++++ Text segment
We Manage Mail Delivery—We Don’t Deliver Mail!
By Richard L. Green Jr.
NAPS Eastern Region Vice President
At the recent NAPS national convention in New Orleans, I was concerned to hear our members describe what a day at work looked like for a delivery supervisor in Customer Service. It went a little like this:
Wait! Go deliver mail?! Let’s make sure we understand the role of a Customer Service supervisor. Our job is to manage the processing and delivery of mail by craft employees—not to deliver the mail!
Some individuals in local senior leadership clearly have forgotten our roles. Through the consultative process, NAPS asked USPS Headquarters Labor Relations for an explanation regarding when EAS (non-bargaining) employees can be forced, coerced or otherwise required to case routes or deliver mail. This is the response we received from the Nov. 22, 2021, consultative meeting:
Agenda Item #14
NAPS said that as the resident officers and Executive Board members attend NAPS-sponsored events, such as branch meetings, training seminars and conventions, they consistently are hearing from NAPS members across the country that supervisors, managers, MPOOs, postmasters and other EAS employees are being forced to case and/or deliver mail. In fact, they often are ordered to case and deliver routes by senior district leadership.
++++++++
++++ Dataset content
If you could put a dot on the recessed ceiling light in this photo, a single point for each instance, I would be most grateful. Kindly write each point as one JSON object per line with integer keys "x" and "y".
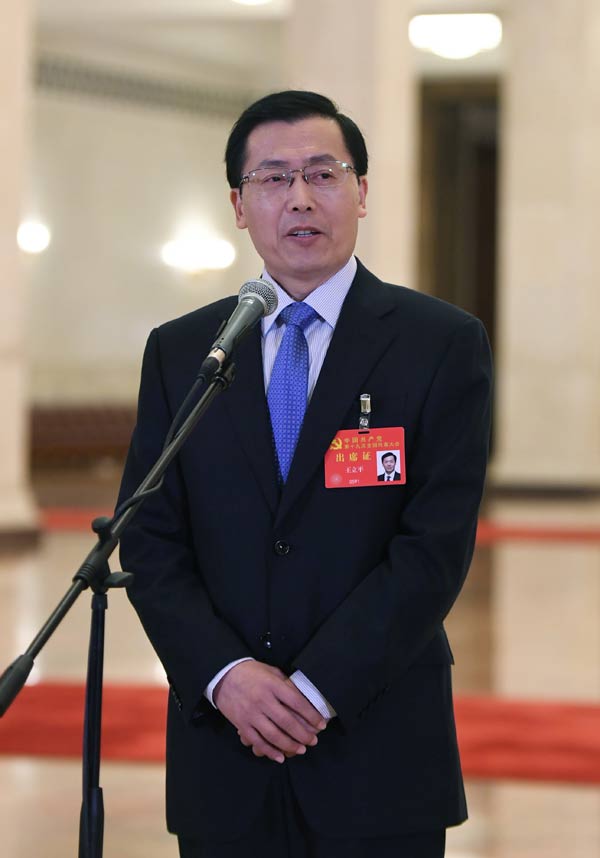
++++++++
### [Tasks to perform]
A: Please repeat the stretch of the supervisor article from "Some individuals in" through "senior district leadership.", replacing "senior" with "upper".
B: In which city was the NAPS national convention mentioned in the supervisor article held?
The lines have no connection to the supervisor article.

### [Answers to the problems]
A:
Some individuals in local upper leadership clearly have forgotten our roles. Through the consultative process, NAPS asked USPS Headquarters Labor Relations for an explanation regarding when EAS (non-bargaining) employees can be forced, coerced or otherwise required to case routes or deliver mail. This is the response we received from the Nov. 22, 2021, consultative meeting:
Agenda Item #14
NAPS said that as the resident officers and Executive Board members attend NAPS-sponsored events, such as branch meetings, training seminars and conventions, they consistently are hearing from NAPS members across the country that supervisors, managers, MPOOs, postmasters and other EAS employees are being forced to case and/or deliver mail. In fact, they often are ordered to case and deliver routes by upper district leadership.

B: New Orleans